▶ ENUNCIADO A: Copia literalmente todas las líneas del listado que figura más abajo, sin omitir ninguna.

▶ TEXTO FUENTE:
Entrevista al antropólogo, que defiende el derecho del grupo de los Blaus de Granollers de realizar talleres de cócteles Molotov ficticios durante la fiesta mayor
El antropólogo Manuel Delgado (1956) es el hombre ideal para hablar del ensañamiento que ha habido contra el grupo de los ‘Blaus de Granollers’ (Vallès Oriental), después de haber realizado un taller durante la fiesta mayor en la que se practicaba el lanzamiento de cócteles molotov ficticios, en broma, contra muñecos que simulaban ser policías. Delgado ha teorizado desde hace años sobre la fiesta y explica que el ritual de atacar metafóricamente la autoridad no se lo han inventado los ‘Blaus’. De hecho, agredir en broma la autoridad, de forma no lesiva, es precisamente una característica de la fiesta, explica Delgado en esta entrevista. Hablamos de uno de los temas de los que más ha teorizado: la relación entre fiesta y revuelta, el papel de la violencia ritual y el derecho que tenemos todos en el carnaval.
—Dice que con el taller de cócteles Molotov ficticios los ‘Blaus’ han demostrado que entienden el sentido profundo de la cultura popular y tradicional y que no hay nada más idiosincrásico que el conflicto.
—El ámbito de la fiesta es el ámbito de la libertad de manifestación y expresión. La fiesta es una especie de territorio en el que se pueden decir y hacer cosas que no son las habituales y que no necesariamente implican una dimensión literal de lo que representan. Y, evidentemente, puede hacerlo, como ocurre a menudo, contra instancias que son más poderosas que la gente. En este sentido, sería difícilmente aceptable que el objeto de agresión ritual en una fiesta mayor fueran las personas ciegas, por ejemplo, porque el mismo sentido común lo haría descalificable. Ahora, que dirijas la violencia simbólica, ritual, no lesiva, contra instancias más poderosas que tú es aceptable. Es más, es frecuente y, además, no puede ser delito. Ha habido casos en los que se ha intentado llevar a los tribunales (con el caso del muñeco del presidente Puigdemont, y también cuando quemaron muñeco de Urdangarin en 2014) y la cosa no prosperó. Una fiesta mayor es un ámbito en el que está permitido y en el que suele ser frecuente agredir simbólicamente objetos que encarnan los poderes, incluso, evidentemente, la policía.
—Dice que han entendido perfectamente el sentido profundo de la fiesta.

▶ ENUNCIADO B:
Responde a partir de la entrevista de arriba:
(i) ¿En qué año nació Manuel Delgado?
(ii) ¿Contra qué se lanzaban los cócteles molotov ficticios en el taller de los 'Blaus'?
(iii) ¿En qué año se quemó el muñeco de Urdangarin?

▶ MATERIAL:

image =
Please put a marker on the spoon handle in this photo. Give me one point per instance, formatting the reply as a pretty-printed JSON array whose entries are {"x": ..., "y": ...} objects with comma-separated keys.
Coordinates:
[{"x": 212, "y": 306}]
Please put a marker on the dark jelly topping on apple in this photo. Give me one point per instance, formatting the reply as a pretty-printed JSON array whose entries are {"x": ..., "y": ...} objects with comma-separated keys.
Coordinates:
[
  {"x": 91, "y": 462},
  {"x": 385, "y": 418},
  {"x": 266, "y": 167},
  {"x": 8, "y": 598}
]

▶ RESPUESTA A:
image =
Please put a marker on the spoon handle in this photo. Give me one point per instance, formatting the reply as a pretty-printed JSON array whose entries are {"x": ..., "y": ...} objects with comma-separated keys.
Coordinates:
[{"x": 212, "y": 306}]
Please put a marker on the dark jelly topping on apple in this photo. Give me one point per instance, formatting the reply as a pretty-printed JSON array whose entries are {"x": ..., "y": ...} objects with comma-separated keys.
Coordinates:
[
  {"x": 91, "y": 462},
  {"x": 385, "y": 418},
  {"x": 266, "y": 167},
  {"x": 8, "y": 598}
]

▶ RESPUESTA B:
(i) En 1956.
(ii) Contra muñecos que simulaban ser policías.
(iii) En 2014.